Rows from a dataset:
# # # # #

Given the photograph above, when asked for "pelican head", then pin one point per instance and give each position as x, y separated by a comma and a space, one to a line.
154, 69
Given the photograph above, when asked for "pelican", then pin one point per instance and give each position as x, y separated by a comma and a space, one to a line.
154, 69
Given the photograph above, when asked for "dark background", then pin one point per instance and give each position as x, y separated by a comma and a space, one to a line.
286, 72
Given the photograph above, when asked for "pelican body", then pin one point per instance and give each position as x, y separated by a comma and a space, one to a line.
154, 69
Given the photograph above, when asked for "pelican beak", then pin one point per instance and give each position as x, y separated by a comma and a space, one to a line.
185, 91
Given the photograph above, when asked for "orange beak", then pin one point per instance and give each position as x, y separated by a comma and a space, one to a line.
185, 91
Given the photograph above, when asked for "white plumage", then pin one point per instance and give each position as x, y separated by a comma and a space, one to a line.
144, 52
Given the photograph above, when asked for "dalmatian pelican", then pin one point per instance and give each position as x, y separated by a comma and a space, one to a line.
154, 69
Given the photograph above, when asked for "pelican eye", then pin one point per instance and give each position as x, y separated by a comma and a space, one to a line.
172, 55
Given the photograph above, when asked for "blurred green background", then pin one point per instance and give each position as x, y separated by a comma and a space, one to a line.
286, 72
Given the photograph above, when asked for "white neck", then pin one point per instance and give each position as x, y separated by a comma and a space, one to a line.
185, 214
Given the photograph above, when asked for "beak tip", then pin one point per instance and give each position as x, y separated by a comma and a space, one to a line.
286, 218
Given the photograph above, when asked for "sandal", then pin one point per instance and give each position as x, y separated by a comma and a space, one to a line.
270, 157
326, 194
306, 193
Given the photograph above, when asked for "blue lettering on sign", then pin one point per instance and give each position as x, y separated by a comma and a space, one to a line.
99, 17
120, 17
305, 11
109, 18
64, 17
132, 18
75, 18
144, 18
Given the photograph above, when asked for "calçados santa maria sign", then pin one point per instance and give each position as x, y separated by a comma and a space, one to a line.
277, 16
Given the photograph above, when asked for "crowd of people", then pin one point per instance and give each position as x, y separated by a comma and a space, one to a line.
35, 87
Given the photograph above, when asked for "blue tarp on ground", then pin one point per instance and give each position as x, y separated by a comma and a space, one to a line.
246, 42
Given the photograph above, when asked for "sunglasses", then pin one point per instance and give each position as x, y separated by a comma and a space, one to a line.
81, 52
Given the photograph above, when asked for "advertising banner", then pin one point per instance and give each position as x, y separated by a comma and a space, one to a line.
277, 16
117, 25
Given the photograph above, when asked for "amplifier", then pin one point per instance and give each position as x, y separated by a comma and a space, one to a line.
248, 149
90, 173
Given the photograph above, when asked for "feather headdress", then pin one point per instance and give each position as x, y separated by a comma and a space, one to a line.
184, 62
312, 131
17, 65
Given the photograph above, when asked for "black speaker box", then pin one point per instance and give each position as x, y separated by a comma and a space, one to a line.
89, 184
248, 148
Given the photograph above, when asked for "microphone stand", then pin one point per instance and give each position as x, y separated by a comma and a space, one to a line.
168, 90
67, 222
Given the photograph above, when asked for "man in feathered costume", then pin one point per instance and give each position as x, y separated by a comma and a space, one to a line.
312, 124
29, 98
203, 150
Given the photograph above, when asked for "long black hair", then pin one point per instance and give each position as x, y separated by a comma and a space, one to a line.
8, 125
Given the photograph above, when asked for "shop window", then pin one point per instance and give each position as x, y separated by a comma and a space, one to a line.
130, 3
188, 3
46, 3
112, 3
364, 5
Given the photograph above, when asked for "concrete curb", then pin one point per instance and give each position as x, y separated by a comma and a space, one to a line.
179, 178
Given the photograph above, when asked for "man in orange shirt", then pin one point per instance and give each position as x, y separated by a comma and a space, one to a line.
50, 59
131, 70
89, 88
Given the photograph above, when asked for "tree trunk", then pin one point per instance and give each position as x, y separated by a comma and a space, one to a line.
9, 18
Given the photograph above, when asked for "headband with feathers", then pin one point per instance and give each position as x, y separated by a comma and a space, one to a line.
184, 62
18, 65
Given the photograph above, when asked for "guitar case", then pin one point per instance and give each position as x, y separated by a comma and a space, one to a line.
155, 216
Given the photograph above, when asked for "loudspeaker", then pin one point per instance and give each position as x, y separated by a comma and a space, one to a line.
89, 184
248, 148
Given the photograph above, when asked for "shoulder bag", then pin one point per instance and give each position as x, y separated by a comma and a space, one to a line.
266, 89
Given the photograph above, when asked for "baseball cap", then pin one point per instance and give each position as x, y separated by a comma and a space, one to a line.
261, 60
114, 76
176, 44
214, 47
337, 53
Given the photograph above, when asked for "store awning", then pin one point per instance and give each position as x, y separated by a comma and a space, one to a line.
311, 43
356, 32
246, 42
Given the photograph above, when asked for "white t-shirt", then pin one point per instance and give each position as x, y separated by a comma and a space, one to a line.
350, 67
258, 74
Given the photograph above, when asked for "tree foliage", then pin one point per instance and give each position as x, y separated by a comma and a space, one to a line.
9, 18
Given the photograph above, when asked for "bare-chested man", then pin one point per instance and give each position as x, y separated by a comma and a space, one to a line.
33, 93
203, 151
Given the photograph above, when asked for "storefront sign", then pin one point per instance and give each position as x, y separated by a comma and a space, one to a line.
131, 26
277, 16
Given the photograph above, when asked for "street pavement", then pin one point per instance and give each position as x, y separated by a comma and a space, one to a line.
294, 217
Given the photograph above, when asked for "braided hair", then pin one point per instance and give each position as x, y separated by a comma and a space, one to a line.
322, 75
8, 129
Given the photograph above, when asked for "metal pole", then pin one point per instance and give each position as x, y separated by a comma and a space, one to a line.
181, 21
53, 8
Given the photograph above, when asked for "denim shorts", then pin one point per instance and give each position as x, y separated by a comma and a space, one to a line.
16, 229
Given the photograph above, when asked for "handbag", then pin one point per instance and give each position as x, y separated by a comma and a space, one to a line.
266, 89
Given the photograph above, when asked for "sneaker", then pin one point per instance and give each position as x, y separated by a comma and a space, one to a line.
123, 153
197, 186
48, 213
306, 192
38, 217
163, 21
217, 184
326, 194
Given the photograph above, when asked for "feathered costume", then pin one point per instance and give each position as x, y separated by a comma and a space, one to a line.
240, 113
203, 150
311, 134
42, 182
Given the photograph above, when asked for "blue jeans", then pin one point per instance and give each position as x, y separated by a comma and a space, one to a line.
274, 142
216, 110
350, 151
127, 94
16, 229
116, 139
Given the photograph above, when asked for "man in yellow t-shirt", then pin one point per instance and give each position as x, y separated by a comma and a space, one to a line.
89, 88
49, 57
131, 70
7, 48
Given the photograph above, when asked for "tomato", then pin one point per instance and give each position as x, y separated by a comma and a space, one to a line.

# # # # #

Written problem.
Exactly reproduce every line of the data above.

Solved problem.
Given the photograph above, when asked for "pelican head", then pin one point per instance and give each position as x, y separated by a comma and a space, one to a line.
154, 69
Given the photograph above, when asked for "pelican", then pin one point per instance and give each position as x, y separated by a comma and a space, one to a line.
154, 69
Given the photograph above, when asked for "dark background", then pin one point per instance and give each position as x, y separated by a comma and a space, one to a line.
286, 72
Given the photograph above, when asked for "pelican body", then pin one point per instance and give each position as x, y separated by a comma and a space, one to a line.
154, 69
Given the photograph above, when asked for "pelican beak", then pin one point per instance and give each position as x, y separated by a comma and a space, one to a line.
185, 91
Given the photograph above, when asked for "orange beak", then pin one point per instance and give each position as x, y separated by a comma and a space, one to a line.
185, 91
Given the photograph above, when asked for "white plumage", then pin one point per instance and give each position as x, y separated by a comma and a space, one to a line.
144, 52
Given the photograph above, when asked for "dalmatian pelican", then pin one point per instance and give each position as x, y separated by a comma and a space, one to a line.
154, 69
Given the photograph above, when asked for "pelican eye", then pin one point per instance and give each position as x, y separated by a comma and a space, one to a line.
172, 55
Given the photograph above, when asked for "blurred green background", then pin one point per instance and give each position as x, y separated by a comma and a space, one to a line.
286, 72
Given the photograph above, when asked for "white neck", then pin one point per instance and give each position as x, y separated by a comma and a space, one to a line.
185, 214
Given the photograph above, when asked for "beak tip", then pin one point per instance and give each position as x, y separated by a comma and a space, one to a line.
286, 218
Given the photograph above, when asked for "sandal", then pin one point per instance and give each position as x, y separated by a comma and a space, one to a line.
270, 157
326, 194
306, 193
Given the photograph above, when asked for "blue lettering on sign", then pin one point per instance and give each position as x, y separated by a comma and a space, one to a line.
99, 17
120, 17
305, 11
109, 18
64, 17
132, 18
75, 18
144, 18
Given the photograph above, when asked for "calçados santa maria sign", then pin one point per instance and give each position as x, y separated by a comma and a space, one to a line.
277, 16
Given the photograph above, when asked for "crowd of people", then pin one point per instance and give each position as x, y separated by a comma and a space, one to a line.
35, 87
Given the photograph above, when asked for "blue tarp on ground", then pin one point per instance and give each position as x, y separated by a comma and a space, one to a line.
246, 42
Given the photograph above, when asked for "sunglasses", then pin one point per instance and give each position as x, y separated by a comma and a space, one to a line.
81, 52
Given the photograph above, when asked for "advertising banner", then pin one point per instance and give each position as x, y separated by a comma and a space, one to a line.
277, 16
117, 25
Given the photograph above, when asked for "amplifier", then pin one point per instance and give each position as x, y separated by a comma and a space, one to a line.
248, 149
90, 173
Given the photograph above, when asked for "feather headdress", then pin one point per instance and give each position as x, y separated by a comma and a space, one to a line.
184, 62
312, 131
17, 65
Given the photograph above, when asked for "black speaker box", then pin one point per instance and give each position as x, y separated by a comma and a space, one to a line.
89, 184
248, 148
Given the photograph above, when asked for "microphone stand", then pin one point per instance and give each position as x, y separated by a comma and a space, one to a line.
168, 90
67, 222
Given the photograph above, when asked for "man in feathered costume", then pin one point per instance and give each position as x, y separated by a comma and a space, one to a line.
312, 124
29, 98
203, 150
Given the photograph above, when asked for "long black hair", then pin one point per instance and give each position as x, y separated by a comma and a space, one to a line.
8, 125
Given the photograph above, when asked for "shop window", then pin one point per instance and give each position as x, y separated by a comma and a space, one to a line.
130, 3
188, 3
46, 3
112, 3
364, 5
Given the photograph above, when asked for "concrete curb", then pin one point per instance and give each position as x, y separated by a comma and a space, one to a line.
179, 178
Given the photograph above, when asked for "man in orange shirt", then pin one point per instance and give each position as x, y separated by a comma and a space, one to a line.
50, 59
131, 70
89, 88
Given the photograph above, when asked for "tree trunk", then pin one point per instance and give each position as x, y separated by a comma and a space, one to a line.
9, 18
Given the photograph above, when asked for "headband with feathers", then pin one point per instance and give each position as x, y separated by a comma and a space, one to a line.
184, 62
18, 65
Given the photograph above, when asked for "guitar case", then pin one point per instance and give each position as x, y separated by a comma and a space, one to a line.
155, 216
Given the photograph above, when asked for "loudspeaker", then pin one point per instance and give each position as x, y separated by a comma and a space, one to a line.
89, 184
248, 148
Given the photograph above, when asked for "shoulder bag", then pin one point per instance and give each position as x, y separated by a comma and a space, one to a line.
266, 89
Given the photograph above, when asked for "baseball cap", then pin one point per instance and give each position as x, y separated by a comma and a space, one to a line.
261, 60
114, 76
176, 44
214, 47
337, 53
Given the photograph above, when asked for "store awning", then pin one point per instance and give each position as x, y separated by a comma and a space, one to a line.
311, 43
356, 32
246, 42
Given the photograph above, when asked for "white t-shirt", then pin one point per instance and give each position as x, y separated by a comma and a space, one to a line.
350, 67
258, 74
Given the photograph above, when asked for "tree foliage", then pin one point per instance and give each position as x, y separated by a comma and a space, one to a line.
9, 18
Given the photograph above, when asked for "bare-chested man", then pin one point per instance and give each position as x, y separated by a comma and a space, one to a line.
33, 93
203, 151
Given the photograph above, when asked for "storefront sign", then pin one point per instance and give each position as x, y separated by a comma and a space, one to a line.
131, 26
277, 16
Given the photograph above, when asked for "street pavement", then pin one point per instance and give each position as x, y separated by a comma and a space, one to a line.
294, 217
Given the photograph above, when asked for "braided hair", then pin one point per instance and give each position as x, y separated by a comma and a space, one to a line.
322, 75
8, 129
Given the photograph above, when asked for "metal pole", then pin one point per instance and give each position as x, y separated by a comma and a space, one to a line.
181, 21
53, 8
Given the photograph above, when asked for "denim shorts", then pin one point per instance and give each position as x, y separated by a comma and a space, one to a line.
16, 229
Given the photograph above, when asked for "handbag", then pin one point per instance and give each position as x, y separated by a comma and a space, one to a line.
266, 89
Given the photograph above, when asked for "sneaker", then pin one point per instance and give each position as x, y separated by a comma and a space, one to a line.
123, 153
197, 186
48, 213
306, 192
38, 217
163, 21
217, 184
326, 194
Given the photograph above, when asked for "feathered costume", then pin one point per instance and give each position as x, y separated by a comma and a space, one to a line.
240, 113
203, 150
311, 134
42, 182
Given the photograph above, when asked for "blue jeans", then pin one point per instance and give each position as x, y separated by a comma and a space, one to a line.
274, 142
216, 110
350, 151
127, 94
16, 229
116, 139
Given the photograph above, when asked for "man in yellow t-shirt", then pin one point per instance and give each position as x, y separated by a comma and a space, one to a line.
89, 88
49, 57
131, 70
7, 48
Given the photograph above, when asked for "tomato", then pin one point per instance and give each position as x, y separated by a comma and a space, one to a line.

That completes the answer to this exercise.